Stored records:
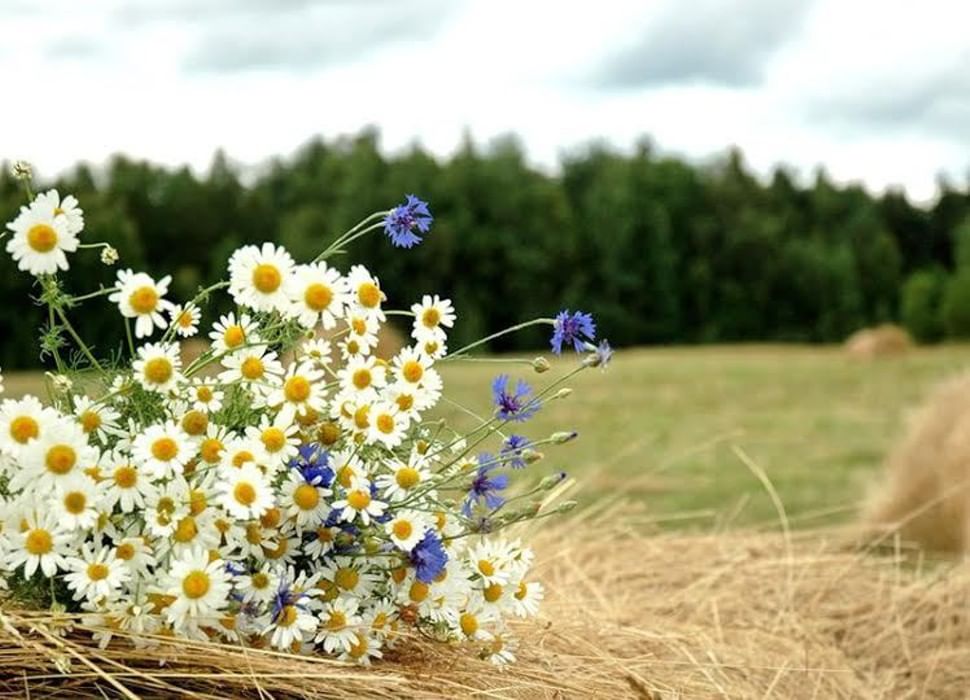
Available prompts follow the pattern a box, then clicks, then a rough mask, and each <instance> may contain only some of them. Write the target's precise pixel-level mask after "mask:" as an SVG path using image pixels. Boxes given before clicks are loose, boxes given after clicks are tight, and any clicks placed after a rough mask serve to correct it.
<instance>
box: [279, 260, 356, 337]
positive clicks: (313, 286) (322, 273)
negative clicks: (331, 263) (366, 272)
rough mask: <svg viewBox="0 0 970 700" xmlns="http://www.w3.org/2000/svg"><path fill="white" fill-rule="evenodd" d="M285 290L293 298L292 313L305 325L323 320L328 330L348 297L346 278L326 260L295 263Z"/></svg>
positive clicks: (323, 324) (323, 323) (338, 316)
mask: <svg viewBox="0 0 970 700" xmlns="http://www.w3.org/2000/svg"><path fill="white" fill-rule="evenodd" d="M287 293H288V295H289V297H290V300H291V302H292V308H291V311H290V313H291V315H292V316H294V317H295V318H296V319H297V321H299V323H300V325H302V326H304V327H305V328H315V327H316V325H317V324H318V323H322V324H323V327H324V328H325V329H327V330H329V329H330V328H333V327H334V326H336V325H337V319H338V318H341V317H342V316H343V313H344V306H345V305H346V304H347V303H348V302H349V301H350V299H349V298H348V289H347V281H346V280H345V279H344V278H343V277H341V276H340V273H339V272H337V270H335V269H333V268H332V267H328V266H327V263H326V262H317V263H311V264H309V265H298V266H297V267H296V269H295V270H294V274H293V276H292V277H291V278H290V283H289V285H288V286H287Z"/></svg>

Exercise:
In the entries above, find each line with the string "rough" and copy it.

Answer for the task:
Available prompts follow the pattern a box, then clicks, then a rough mask, and each <instance> may contain only some of them. Write the target's precise pixel-level mask after "mask:" as an SVG path using image pixels. Boxes given before clicks are loose, boxes given after clicks are tight, and any clicks placed after a rough mask serve to correct it.
rough mask: <svg viewBox="0 0 970 700" xmlns="http://www.w3.org/2000/svg"><path fill="white" fill-rule="evenodd" d="M285 290L293 298L292 313L305 325L323 320L328 330L348 297L346 278L326 260L295 263Z"/></svg>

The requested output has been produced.